Try it:
Among the entries below, which lines run from the line with "Target: triangular green wing" through the line with "Where can the bright"? Retype those, both ends included, exactly and without pictures.

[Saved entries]
────────────────

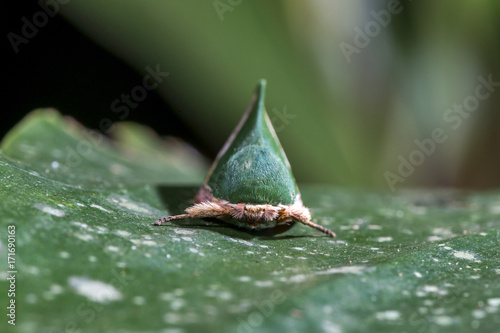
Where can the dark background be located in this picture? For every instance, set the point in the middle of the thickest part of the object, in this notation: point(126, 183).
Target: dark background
point(63, 69)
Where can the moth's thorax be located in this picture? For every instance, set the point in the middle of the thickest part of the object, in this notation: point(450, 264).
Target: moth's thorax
point(253, 216)
point(253, 174)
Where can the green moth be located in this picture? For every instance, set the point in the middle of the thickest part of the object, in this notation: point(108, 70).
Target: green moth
point(250, 183)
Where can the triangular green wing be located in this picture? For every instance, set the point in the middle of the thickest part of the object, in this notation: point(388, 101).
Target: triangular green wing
point(252, 167)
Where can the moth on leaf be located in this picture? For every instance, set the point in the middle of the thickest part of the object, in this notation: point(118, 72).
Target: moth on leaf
point(250, 183)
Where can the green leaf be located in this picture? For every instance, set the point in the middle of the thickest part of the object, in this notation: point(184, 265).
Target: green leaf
point(88, 258)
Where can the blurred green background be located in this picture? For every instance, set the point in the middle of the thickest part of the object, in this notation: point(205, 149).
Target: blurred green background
point(351, 85)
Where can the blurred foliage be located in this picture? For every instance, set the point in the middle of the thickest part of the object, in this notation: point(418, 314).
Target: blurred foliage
point(350, 119)
point(89, 258)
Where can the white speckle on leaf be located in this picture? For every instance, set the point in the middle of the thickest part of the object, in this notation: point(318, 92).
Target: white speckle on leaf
point(54, 290)
point(32, 270)
point(388, 315)
point(464, 255)
point(143, 242)
point(264, 283)
point(113, 248)
point(383, 239)
point(443, 320)
point(177, 304)
point(100, 208)
point(84, 237)
point(478, 314)
point(374, 227)
point(50, 210)
point(138, 300)
point(495, 302)
point(330, 327)
point(345, 270)
point(102, 230)
point(64, 254)
point(226, 295)
point(183, 231)
point(80, 224)
point(94, 290)
point(244, 278)
point(122, 233)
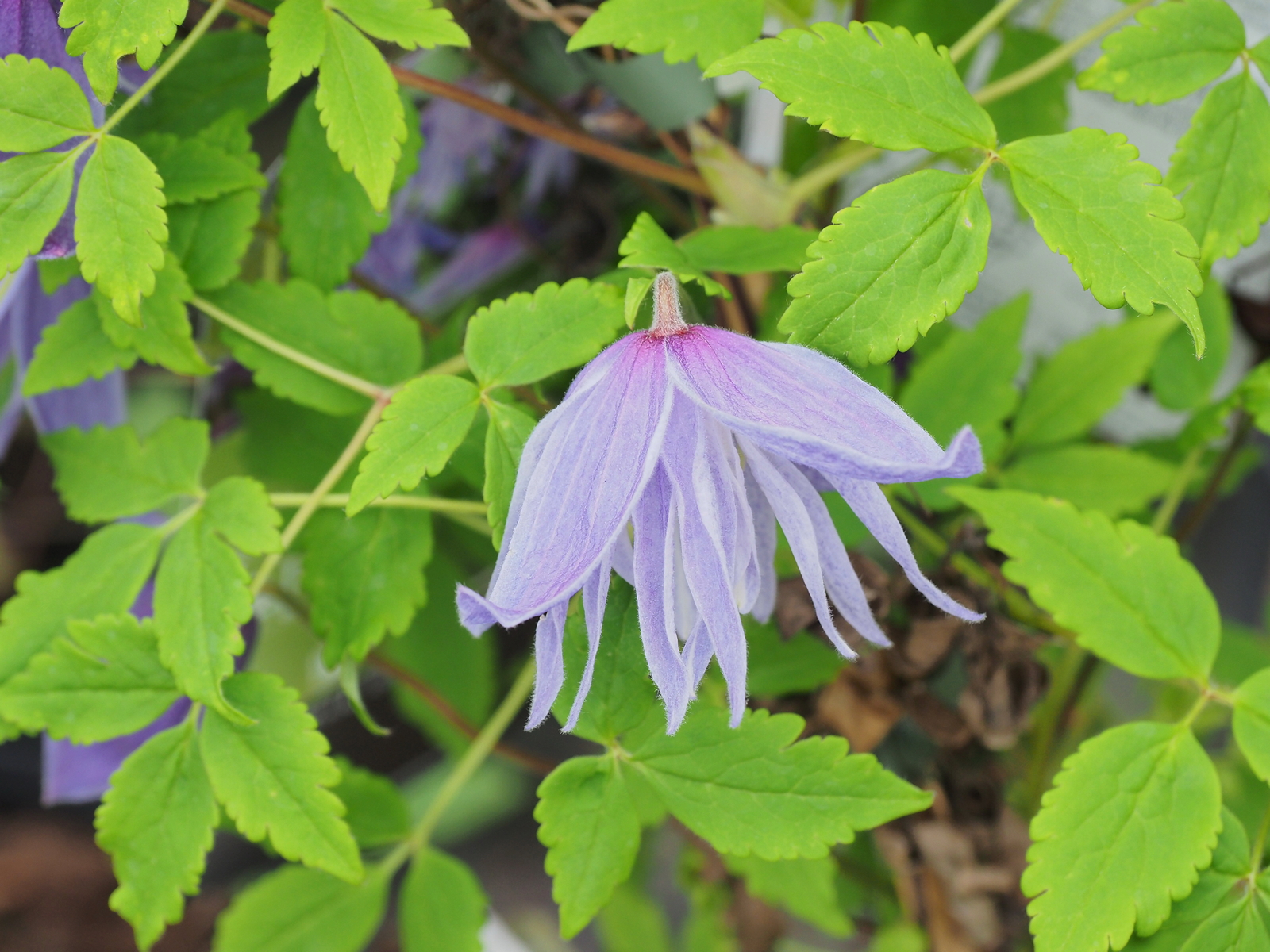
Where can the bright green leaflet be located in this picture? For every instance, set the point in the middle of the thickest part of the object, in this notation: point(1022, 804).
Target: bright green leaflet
point(706, 29)
point(895, 262)
point(360, 107)
point(349, 330)
point(1108, 216)
point(803, 888)
point(295, 909)
point(106, 474)
point(1076, 387)
point(442, 905)
point(120, 224)
point(1110, 479)
point(103, 682)
point(110, 29)
point(156, 823)
point(365, 577)
point(1130, 818)
point(874, 84)
point(239, 509)
point(1221, 167)
point(272, 776)
point(40, 107)
point(971, 378)
point(33, 194)
point(1179, 48)
point(590, 825)
point(103, 577)
point(201, 600)
point(508, 429)
point(1126, 592)
point(530, 336)
point(423, 425)
point(756, 791)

────────────────

Solution to the problem:
Target: triangular green wing
point(252, 167)
Where can the moth on leaf be located in this picture? For every instance, set the point in the middle of the thickest part of the object, in this notation: point(118, 72).
Target: moth on leaf
point(250, 183)
Where can the green leaf be located in this picture? For every instance, set the point in the middle of the thickest part of the object, in this notation: point(184, 265).
Target: green leaf
point(88, 258)
Where can the blurred green background be located in this picture? For every instance, set the point in the middle of the thickest part of the object, in this notation: point(205, 149).
Target: blurred green background
point(351, 85)
Where can the blurred foliage be located in this picture? For every instance, set the point in the middle of the thickest part of the object, in this notation: point(418, 314).
Target: blurred foliage
point(350, 119)
point(89, 258)
Where can the white speckle on leaf be located in this picture? For every instance, set the point in the middle of the thickest part of the object, in this notation: point(318, 92).
Target: white speckle on leaf
point(54, 290)
point(32, 270)
point(388, 315)
point(464, 255)
point(143, 242)
point(264, 283)
point(113, 248)
point(383, 239)
point(443, 320)
point(177, 304)
point(100, 208)
point(84, 237)
point(478, 314)
point(374, 227)
point(50, 210)
point(138, 300)
point(495, 302)
point(330, 327)
point(345, 270)
point(102, 230)
point(64, 254)
point(226, 295)
point(183, 231)
point(80, 224)
point(94, 290)
point(244, 278)
point(122, 233)
Where can the bright green leaflet be located in this picture? For every instance, set the point in the middle of the thickest part of the object, in this notation: point(1022, 804).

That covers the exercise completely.